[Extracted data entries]
****

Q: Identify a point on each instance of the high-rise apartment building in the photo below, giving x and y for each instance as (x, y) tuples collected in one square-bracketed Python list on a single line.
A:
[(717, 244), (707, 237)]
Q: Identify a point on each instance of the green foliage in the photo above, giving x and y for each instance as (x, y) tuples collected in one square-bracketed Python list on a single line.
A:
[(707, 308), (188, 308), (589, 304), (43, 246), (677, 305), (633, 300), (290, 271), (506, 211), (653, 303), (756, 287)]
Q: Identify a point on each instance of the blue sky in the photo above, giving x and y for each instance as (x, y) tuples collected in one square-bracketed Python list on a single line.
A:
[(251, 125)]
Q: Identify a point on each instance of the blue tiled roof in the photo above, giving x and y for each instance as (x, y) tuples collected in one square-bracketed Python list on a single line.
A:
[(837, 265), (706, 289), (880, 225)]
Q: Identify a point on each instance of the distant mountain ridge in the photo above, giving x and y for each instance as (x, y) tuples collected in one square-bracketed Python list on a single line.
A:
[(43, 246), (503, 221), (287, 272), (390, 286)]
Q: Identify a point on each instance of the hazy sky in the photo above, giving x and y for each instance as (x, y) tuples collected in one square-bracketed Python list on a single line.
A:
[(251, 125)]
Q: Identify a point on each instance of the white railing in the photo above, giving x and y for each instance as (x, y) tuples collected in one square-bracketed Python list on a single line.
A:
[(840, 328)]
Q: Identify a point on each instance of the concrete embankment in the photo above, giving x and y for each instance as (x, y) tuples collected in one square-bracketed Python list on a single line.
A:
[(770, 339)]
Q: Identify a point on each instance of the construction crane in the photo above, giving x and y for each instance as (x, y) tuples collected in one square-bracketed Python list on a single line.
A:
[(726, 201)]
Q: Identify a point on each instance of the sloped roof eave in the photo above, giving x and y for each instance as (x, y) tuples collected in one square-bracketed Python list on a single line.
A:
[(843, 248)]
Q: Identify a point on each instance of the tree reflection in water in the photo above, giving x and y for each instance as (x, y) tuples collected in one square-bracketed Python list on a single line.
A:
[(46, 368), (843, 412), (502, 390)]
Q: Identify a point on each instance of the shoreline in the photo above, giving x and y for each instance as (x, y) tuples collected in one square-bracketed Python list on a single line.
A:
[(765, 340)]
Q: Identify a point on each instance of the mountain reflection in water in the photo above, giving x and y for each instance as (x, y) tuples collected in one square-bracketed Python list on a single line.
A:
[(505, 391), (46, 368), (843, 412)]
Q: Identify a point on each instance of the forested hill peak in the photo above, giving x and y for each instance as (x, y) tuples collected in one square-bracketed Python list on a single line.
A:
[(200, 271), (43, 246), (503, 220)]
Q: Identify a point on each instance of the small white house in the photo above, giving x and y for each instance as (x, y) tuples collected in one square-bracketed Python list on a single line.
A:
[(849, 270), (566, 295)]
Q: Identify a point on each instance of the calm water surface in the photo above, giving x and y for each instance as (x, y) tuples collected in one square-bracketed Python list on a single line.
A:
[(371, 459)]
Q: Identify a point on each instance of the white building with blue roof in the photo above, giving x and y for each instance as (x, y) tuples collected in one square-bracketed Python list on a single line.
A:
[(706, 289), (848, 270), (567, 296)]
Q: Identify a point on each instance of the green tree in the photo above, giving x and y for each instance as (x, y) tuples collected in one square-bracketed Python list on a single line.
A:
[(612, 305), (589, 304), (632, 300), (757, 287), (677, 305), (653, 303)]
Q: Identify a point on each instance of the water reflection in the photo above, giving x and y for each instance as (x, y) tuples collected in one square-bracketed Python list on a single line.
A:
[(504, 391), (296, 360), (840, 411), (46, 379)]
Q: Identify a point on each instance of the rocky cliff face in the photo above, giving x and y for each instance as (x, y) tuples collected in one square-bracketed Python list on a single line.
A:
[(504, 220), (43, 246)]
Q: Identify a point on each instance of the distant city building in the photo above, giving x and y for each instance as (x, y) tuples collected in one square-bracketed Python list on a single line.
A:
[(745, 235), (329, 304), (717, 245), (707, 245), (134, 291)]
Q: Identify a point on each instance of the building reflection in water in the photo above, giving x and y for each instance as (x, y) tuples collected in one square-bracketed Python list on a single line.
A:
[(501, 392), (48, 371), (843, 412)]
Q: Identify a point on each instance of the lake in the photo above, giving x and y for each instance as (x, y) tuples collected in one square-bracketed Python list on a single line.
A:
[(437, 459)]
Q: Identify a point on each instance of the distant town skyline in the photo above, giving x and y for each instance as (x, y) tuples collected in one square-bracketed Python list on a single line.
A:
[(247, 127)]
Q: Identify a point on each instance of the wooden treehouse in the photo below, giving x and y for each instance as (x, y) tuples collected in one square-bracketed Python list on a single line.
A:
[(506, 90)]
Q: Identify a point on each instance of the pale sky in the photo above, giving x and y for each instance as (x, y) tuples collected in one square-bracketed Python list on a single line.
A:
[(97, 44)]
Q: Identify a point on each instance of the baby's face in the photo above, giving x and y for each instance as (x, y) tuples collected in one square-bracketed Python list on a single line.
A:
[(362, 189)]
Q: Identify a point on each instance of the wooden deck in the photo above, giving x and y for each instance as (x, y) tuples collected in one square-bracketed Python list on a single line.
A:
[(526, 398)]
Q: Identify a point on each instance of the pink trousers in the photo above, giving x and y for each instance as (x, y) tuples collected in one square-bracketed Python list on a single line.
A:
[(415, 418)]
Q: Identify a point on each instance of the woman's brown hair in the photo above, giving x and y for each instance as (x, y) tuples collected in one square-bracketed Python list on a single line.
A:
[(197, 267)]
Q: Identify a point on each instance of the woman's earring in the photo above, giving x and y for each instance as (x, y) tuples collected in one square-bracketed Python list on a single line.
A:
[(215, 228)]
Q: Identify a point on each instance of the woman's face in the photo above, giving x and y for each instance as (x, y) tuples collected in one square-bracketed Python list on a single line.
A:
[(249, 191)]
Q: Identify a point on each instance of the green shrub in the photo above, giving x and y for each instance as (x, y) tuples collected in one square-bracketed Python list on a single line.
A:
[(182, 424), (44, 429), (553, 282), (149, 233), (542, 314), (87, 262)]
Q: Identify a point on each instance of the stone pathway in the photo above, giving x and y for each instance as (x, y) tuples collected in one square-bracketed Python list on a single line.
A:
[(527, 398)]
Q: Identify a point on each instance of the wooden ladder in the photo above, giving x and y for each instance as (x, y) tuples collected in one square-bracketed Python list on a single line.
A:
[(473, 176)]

****

● **Problem description**: Could you reproduce the records from the start through the line that contains "[(770, 339)]", requests included, with every x and y coordinate in the answers multiplied by 2.2 and rounded to a whole number, halves rounding up? Leave the wording of the requests unchanged.

● **Exercise answer**:
Q: Identify a point on each instance of the high-rise apartment building in the photo below, giving x and y for each instance as (x, y) tuples collected in one square-bracketed Python list on a single line.
A:
[(1577, 537), (1555, 521)]
Q: Identify a point on each instance of the green foliage in the photo above, giving x and y for each instance as (x, y) tuples collected in one square-bracketed Python list on a single line.
A:
[(1555, 678), (414, 678), (1296, 669), (95, 541), (1489, 671), (1393, 660), (638, 596), (1113, 464), (1437, 667), (1663, 631)]
Q: Identify a point on each instance of the blue sky in the photo above, giving x and y for each instance as (x, y) tuples collected in one square-bracketed Python list on a single line.
A:
[(552, 275)]
Q: Identify a point on each instance of the blue tiled roof in the photo above, giving x and y for each instance as (x, y) tuples collected in one square-bracketed Python list on a single line.
A:
[(1841, 583), (1553, 636), (1936, 495)]
Q: Identify a point on each instance of the distant mountain ridge in the photo above, giving x and y for each instance as (x, y) tuples collected in one square-bracketed Python list on a single line.
A:
[(95, 541), (1107, 486), (631, 598), (858, 629)]
Q: Identify a point on each instance of the hazy sky in the photo above, giving x and y for each instance as (x, y) tuples collected in one square-bracketed Python list on a single line.
A:
[(552, 275)]
Q: Identify a point on each instance of the white railing in the photo above, giving x and y for each instance as (x, y) tuples collected in one square-bracketed Python list on a single line.
A:
[(1848, 722)]
Q: Identify a point on each instance of the concrete embankment in the photo above, giving x and y for each instance as (x, y) tuples collected in one square-bracketed Python list on a single line.
A:
[(1694, 746)]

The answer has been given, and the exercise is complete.